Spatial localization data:
-- Opening Marker --

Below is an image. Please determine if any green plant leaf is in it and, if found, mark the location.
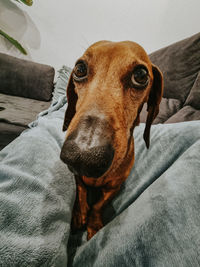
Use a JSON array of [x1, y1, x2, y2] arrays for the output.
[[0, 29, 27, 55], [15, 0, 33, 6], [19, 0, 33, 6], [14, 0, 33, 6]]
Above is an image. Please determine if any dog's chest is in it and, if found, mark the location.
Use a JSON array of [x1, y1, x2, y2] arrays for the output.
[[86, 186, 102, 207]]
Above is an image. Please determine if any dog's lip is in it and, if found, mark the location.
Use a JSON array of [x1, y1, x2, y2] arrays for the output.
[[67, 163, 107, 179], [61, 154, 108, 178], [67, 164, 80, 176]]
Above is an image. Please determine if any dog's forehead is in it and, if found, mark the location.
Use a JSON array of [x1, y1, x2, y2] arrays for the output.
[[83, 41, 151, 66]]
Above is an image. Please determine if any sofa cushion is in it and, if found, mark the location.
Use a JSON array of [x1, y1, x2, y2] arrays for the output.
[[141, 32, 200, 124], [164, 105, 200, 123], [140, 98, 182, 124], [0, 53, 55, 101], [184, 71, 200, 110], [149, 32, 200, 103], [0, 93, 51, 127], [0, 122, 27, 151], [0, 93, 51, 150]]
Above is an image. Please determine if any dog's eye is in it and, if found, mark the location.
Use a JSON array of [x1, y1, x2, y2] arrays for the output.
[[73, 61, 88, 81], [131, 66, 149, 89]]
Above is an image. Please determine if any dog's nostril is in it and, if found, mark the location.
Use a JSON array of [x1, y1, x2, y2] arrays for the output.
[[82, 144, 115, 178], [60, 141, 115, 178], [60, 140, 80, 166]]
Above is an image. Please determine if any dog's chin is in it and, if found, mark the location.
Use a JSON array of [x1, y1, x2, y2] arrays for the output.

-- Closing Marker --

> REQUIRED WORK
Write the records out exactly, dropping every image.

> WRITTEN SOLUTION
Below is an image. Please determine if any green plant leaf is in it and, if found, mark the location.
Use a JSON array of [x1, y1, x2, y2] arrays for the output.
[[0, 29, 27, 55], [15, 0, 33, 6], [19, 0, 33, 6], [14, 0, 33, 6]]
Above is an image. Please determine if any dog's chest is in it and, if found, mark the location.
Use a JSON array of [x1, y1, x2, y2] arrays for the output.
[[86, 186, 102, 207]]
Above is an image. Please determine if any dog's lip is in it and, if found, mark the location.
Use a JSON array of [x1, y1, x2, y2] arrays for the output.
[[67, 163, 107, 179], [61, 154, 108, 178], [67, 164, 80, 176]]
Above is an image. Please determine if any dog's forehead is in it and, if found, mark the location.
Use a JSON array of [x1, y1, x2, y2] arrays for the output.
[[83, 41, 151, 66]]
Above is an image. Please determine if any sofa cushion is in it and, if found, mark the location.
Use a JSON array of [x1, y1, x2, y2] arrays for the output.
[[141, 32, 200, 124], [164, 105, 200, 123], [140, 98, 182, 124], [0, 53, 55, 101], [184, 71, 200, 110], [149, 32, 200, 103], [0, 93, 51, 127], [0, 122, 27, 151], [0, 93, 51, 150]]
Above is an image. Please determine if any dog's eye is in it and, if found, mark the location.
Use a JSON array of [x1, y1, x2, y2] arrays for the output.
[[73, 61, 88, 81], [131, 66, 149, 89]]
Above is an image. Please determine if any dog's nostril is in it and, if found, mark the location.
Use a JSON array of [x1, y1, x2, y2] arrays for the output.
[[82, 144, 115, 178], [60, 141, 115, 178], [60, 140, 80, 166]]
Above is an image. Please determine if any dog's chin is in it and, if found, mark the location.
Use a JSON array of [x1, y1, x2, y2] arrays for the output.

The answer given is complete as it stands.